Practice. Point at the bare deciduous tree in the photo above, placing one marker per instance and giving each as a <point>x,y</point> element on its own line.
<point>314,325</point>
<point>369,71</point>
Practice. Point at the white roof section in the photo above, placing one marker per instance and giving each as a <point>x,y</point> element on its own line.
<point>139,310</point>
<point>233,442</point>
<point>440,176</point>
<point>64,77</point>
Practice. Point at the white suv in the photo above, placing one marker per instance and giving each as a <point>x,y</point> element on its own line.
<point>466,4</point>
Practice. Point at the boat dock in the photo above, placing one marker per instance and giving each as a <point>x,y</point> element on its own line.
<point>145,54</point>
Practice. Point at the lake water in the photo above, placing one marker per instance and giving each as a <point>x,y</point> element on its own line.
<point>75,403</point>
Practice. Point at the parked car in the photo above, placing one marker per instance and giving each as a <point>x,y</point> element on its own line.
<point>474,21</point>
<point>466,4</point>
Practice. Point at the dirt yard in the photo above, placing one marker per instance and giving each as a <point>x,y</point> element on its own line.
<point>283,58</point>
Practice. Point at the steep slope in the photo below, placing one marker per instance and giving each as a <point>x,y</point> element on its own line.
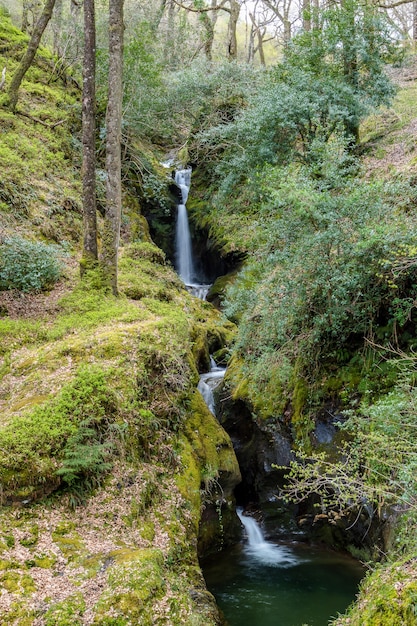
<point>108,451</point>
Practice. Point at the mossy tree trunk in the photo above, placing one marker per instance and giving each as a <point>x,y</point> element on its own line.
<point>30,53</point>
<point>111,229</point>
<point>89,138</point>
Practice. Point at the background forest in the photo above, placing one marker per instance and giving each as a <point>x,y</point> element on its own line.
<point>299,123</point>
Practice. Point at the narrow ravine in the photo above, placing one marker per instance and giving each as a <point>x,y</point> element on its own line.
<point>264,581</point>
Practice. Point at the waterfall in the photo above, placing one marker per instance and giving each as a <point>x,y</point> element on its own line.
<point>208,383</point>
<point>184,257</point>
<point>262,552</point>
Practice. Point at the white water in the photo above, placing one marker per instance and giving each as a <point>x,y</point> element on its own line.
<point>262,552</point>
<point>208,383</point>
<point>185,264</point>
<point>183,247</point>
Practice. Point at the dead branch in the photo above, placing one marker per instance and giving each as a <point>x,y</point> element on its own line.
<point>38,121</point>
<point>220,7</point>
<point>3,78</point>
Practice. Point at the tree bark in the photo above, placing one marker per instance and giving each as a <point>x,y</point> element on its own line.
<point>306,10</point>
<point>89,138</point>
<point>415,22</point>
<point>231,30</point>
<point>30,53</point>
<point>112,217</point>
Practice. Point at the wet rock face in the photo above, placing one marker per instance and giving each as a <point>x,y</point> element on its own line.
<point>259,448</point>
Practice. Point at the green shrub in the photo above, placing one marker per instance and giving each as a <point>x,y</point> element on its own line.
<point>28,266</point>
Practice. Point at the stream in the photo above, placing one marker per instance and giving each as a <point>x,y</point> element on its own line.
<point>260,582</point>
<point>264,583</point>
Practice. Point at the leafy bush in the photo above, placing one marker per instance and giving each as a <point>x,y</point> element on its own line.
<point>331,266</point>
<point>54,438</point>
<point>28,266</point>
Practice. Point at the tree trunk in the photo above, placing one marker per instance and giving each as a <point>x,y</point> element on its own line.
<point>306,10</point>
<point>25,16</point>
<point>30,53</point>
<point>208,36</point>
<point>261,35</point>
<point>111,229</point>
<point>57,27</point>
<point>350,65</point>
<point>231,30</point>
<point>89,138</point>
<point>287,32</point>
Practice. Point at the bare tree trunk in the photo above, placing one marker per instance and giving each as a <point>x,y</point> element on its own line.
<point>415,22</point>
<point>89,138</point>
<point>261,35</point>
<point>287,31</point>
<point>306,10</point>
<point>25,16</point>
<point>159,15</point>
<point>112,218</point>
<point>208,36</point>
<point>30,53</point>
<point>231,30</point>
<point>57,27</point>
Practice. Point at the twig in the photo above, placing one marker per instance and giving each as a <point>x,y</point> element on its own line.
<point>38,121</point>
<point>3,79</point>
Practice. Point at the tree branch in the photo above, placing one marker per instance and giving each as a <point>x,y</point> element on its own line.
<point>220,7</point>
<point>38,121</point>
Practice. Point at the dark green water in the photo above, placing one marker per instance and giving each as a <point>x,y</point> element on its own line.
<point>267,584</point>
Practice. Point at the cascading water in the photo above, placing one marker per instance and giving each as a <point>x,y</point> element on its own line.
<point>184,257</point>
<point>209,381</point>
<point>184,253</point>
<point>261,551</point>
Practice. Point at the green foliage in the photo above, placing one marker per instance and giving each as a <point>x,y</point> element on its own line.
□ □ □ □ □
GIVEN TASK
Turn all of the material above into a numbered list, skipping blank lines and leaving out the pictures.

WORKED ANSWER
1. Practice. Point at the bare deciduous tree in the photo above, placing one marker per instance and giving each as a <point>x,y</point> element on its own line.
2. <point>314,325</point>
3. <point>369,71</point>
4. Practice. Point at the white roof section in the photo above, placing one marker per instance and giving each as a <point>x,y</point> element on its own line.
5. <point>139,310</point>
6. <point>233,442</point>
7. <point>440,176</point>
8. <point>64,77</point>
9. Practice. Point at the white suv in the photo above, placing one marker per instance and giving each as a <point>x,y</point> element on its own line.
10. <point>466,4</point>
11. Practice. Point at the boat dock in the photo above, placing one marker per instance and giving each as a <point>x,y</point> element on its own line.
12. <point>145,54</point>
13. Practice. Point at the lake water in the photo above, placing one marker per instance and giving each as a <point>x,y</point> element on its own line.
14. <point>75,403</point>
15. Practice. Point at the parked car in the photo above, placing one marker per instance and giving each as a <point>x,y</point> element on its own line.
16. <point>474,21</point>
17. <point>466,4</point>
18. Practice. Point at the dirt yard in the photo above, placing one marker per instance and giving each as a <point>x,y</point> element on its own line.
19. <point>283,58</point>
20. Practice. Point at the steep slope in the photo below, placing one marker per instance and giving each as a <point>x,y</point> element on its own line.
21. <point>108,451</point>
22. Practice. Point at the mossy tree trunk in the photo above, placing one marker per instance and giving each as a <point>x,y</point> element on its own line.
23. <point>30,53</point>
24. <point>111,229</point>
25. <point>89,138</point>
26. Practice. Point at the background forest in the photo above, placing one marker per instance and giving each as a <point>x,y</point> element on its own line.
27. <point>299,123</point>
28. Practice. Point at the narrow ravine in the photo above, placing one marker per instance and giving each as a <point>x,y</point> element on its own line.
29. <point>264,581</point>
30. Practice. Point at the waterfall in the photo above, placing one marker per instance and giving each as a <point>x,y</point> element on its own line.
31. <point>208,383</point>
32. <point>184,257</point>
33. <point>262,552</point>
34. Practice. Point at the white water in the photo above, placing one marker per instance and giving each as a <point>x,y</point> element on its own line.
35. <point>262,552</point>
36. <point>208,383</point>
37. <point>185,264</point>
38. <point>183,247</point>
39. Practice. Point at the dead branch in the photo above, placing one marker per instance and giving each as a <point>x,y</point> element on its own line.
40. <point>38,121</point>
41. <point>220,7</point>
42. <point>3,78</point>
43. Practice. Point at the tree bark in the photo above, placing one marker per instance and giving each as a <point>x,y</point> element on its own line.
44. <point>306,10</point>
45. <point>89,138</point>
46. <point>415,22</point>
47. <point>231,30</point>
48. <point>30,53</point>
49. <point>112,217</point>
50. Practice. Point at the wet rock face in the photo above, placing one marker per instance and giving each as a <point>x,y</point> element on its own line.
51. <point>259,448</point>
52. Practice. Point at the green shrub in the photo above, placing one marker per instance and giving each as a <point>x,y</point> element on its own line.
53. <point>28,266</point>
54. Practice. Point at the stream in the photo above, placing one marker per instance and giving each as a <point>x,y</point> element on its own line.
55. <point>260,582</point>
56. <point>264,583</point>
57. Practice. Point at the leafy bush in the photo above, placing one marker per instance and giving each as a <point>x,y</point> element on its own line.
58. <point>331,266</point>
59. <point>54,438</point>
60. <point>28,266</point>
61. Practice. Point at the tree trunk in the photo above, placing one marker per instance and giving each as a <point>x,y</point> element on its own line.
62. <point>306,10</point>
63. <point>25,16</point>
64. <point>30,53</point>
65. <point>208,36</point>
66. <point>261,35</point>
67. <point>111,229</point>
68. <point>57,27</point>
69. <point>350,65</point>
70. <point>231,30</point>
71. <point>89,138</point>
72. <point>287,32</point>
73. Practice. Point at the bare tree trunk in the photo above, placing one marker per instance and giving each as a <point>x,y</point> element on its own line.
74. <point>415,22</point>
75. <point>89,138</point>
76. <point>261,35</point>
77. <point>287,31</point>
78. <point>306,10</point>
79. <point>25,16</point>
80. <point>159,15</point>
81. <point>112,218</point>
82. <point>208,36</point>
83. <point>30,53</point>
84. <point>231,30</point>
85. <point>57,27</point>
86. Practice. Point at the twig in the photo above, placing one marker per instance and giving each as a <point>x,y</point> element on its own line.
87. <point>38,121</point>
88. <point>3,79</point>
89. Practice. Point at the tree branch in the photo above, placing one marker per instance and giving each as a <point>x,y</point> element on its own line.
90. <point>220,7</point>
91. <point>38,121</point>
92. Practice. Point at the dark green water in the photo above, placing one marker per instance and giving each as a <point>x,y</point> element on its own line.
93. <point>267,584</point>
94. Practice. Point at the cascading water in the photo above, placing one marker per instance and giving each as a <point>x,y</point> element on its own line.
95. <point>184,257</point>
96. <point>209,381</point>
97. <point>184,253</point>
98. <point>261,551</point>
99. Practice. Point at the green foliage in the photo above, placing one marker per instance and giving each as a <point>x,y</point> element on its own line.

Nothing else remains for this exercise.